──────── DATA FOR THIS TASK

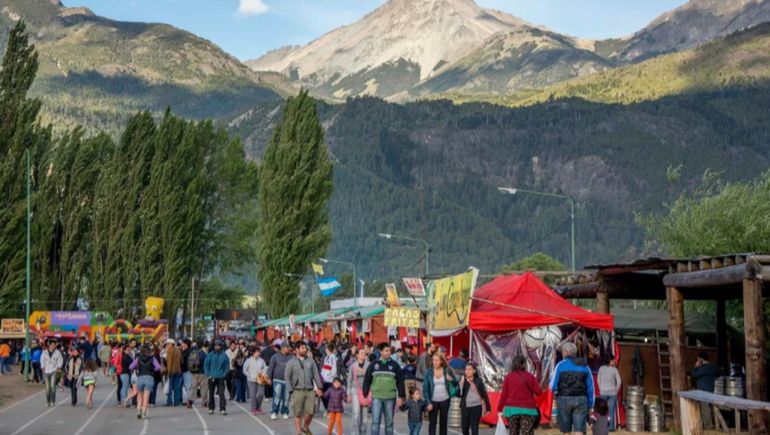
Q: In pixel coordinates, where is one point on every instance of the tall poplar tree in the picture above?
(294, 189)
(19, 132)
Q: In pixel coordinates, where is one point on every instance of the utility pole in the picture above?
(192, 310)
(29, 242)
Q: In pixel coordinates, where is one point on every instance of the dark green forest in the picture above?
(430, 170)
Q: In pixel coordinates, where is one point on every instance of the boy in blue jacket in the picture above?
(215, 368)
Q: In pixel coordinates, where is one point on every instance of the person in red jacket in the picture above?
(517, 400)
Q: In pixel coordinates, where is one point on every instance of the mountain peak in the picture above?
(405, 40)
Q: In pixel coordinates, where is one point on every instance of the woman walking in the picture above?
(517, 400)
(439, 386)
(255, 371)
(474, 401)
(146, 366)
(88, 379)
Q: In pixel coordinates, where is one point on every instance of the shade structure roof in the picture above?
(513, 302)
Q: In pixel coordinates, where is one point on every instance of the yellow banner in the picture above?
(450, 302)
(403, 317)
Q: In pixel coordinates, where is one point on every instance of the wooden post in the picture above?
(602, 302)
(723, 356)
(691, 420)
(676, 346)
(753, 320)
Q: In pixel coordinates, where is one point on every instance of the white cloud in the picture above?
(249, 8)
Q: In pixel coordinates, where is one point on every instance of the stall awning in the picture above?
(514, 302)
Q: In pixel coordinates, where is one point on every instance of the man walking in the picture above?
(609, 385)
(174, 373)
(51, 361)
(276, 372)
(195, 361)
(303, 382)
(386, 382)
(573, 386)
(356, 375)
(216, 367)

────────────────

=== DIRECTIVE ===
Transcribe the listing above verbatim. Omit the pictures.

=== EXERCISE OUTPUT ===
Q: In pixel coordinates, where is one point on every instance of the tall poplar tree in the picture above?
(294, 189)
(19, 132)
Q: In pixel coordinates, where is one point on every instance of the utility pole in the picture above?
(192, 310)
(29, 242)
Q: In pixel coordinates, where is one point on every instance of the dark green forest in the picture above?
(430, 170)
Q: In pixel coordinates, where is one point on every instance of the boy in blue jacket in the picture above?
(215, 368)
Q: In pixel coordinates, where is one point on every instance of the person in red jacket in the picture above?
(517, 400)
Q: In pixel coordinates, where is one point on every instance of the mountain peak in the picture above?
(405, 40)
Q: In pixel coordinates, where is one point on every instance of the woman walking in the picture above?
(517, 400)
(439, 386)
(255, 371)
(474, 401)
(146, 366)
(88, 379)
Q: In pixel coordinates, where is one point on every instance of the shade structure roof in the picture above?
(513, 302)
Q: In pixel coordinates, where is one point on every instance of the yellow banner in the picture above?
(450, 302)
(403, 317)
Q: In pixel coordinates, where is one point on every instance of the wooden post in the picture above?
(602, 302)
(723, 356)
(691, 420)
(676, 346)
(753, 320)
Q: In pixel coordinates, where is one point on every instance of the white cloud in the picture above?
(249, 8)
Q: In pixel coordinates, where is one point on every instance of the stall awning in the picture above?
(514, 302)
Q: In pixel coordinates, where is one point on every instance of the man walking in the picture above?
(609, 385)
(174, 373)
(51, 361)
(276, 372)
(195, 361)
(303, 382)
(386, 382)
(573, 386)
(356, 375)
(216, 367)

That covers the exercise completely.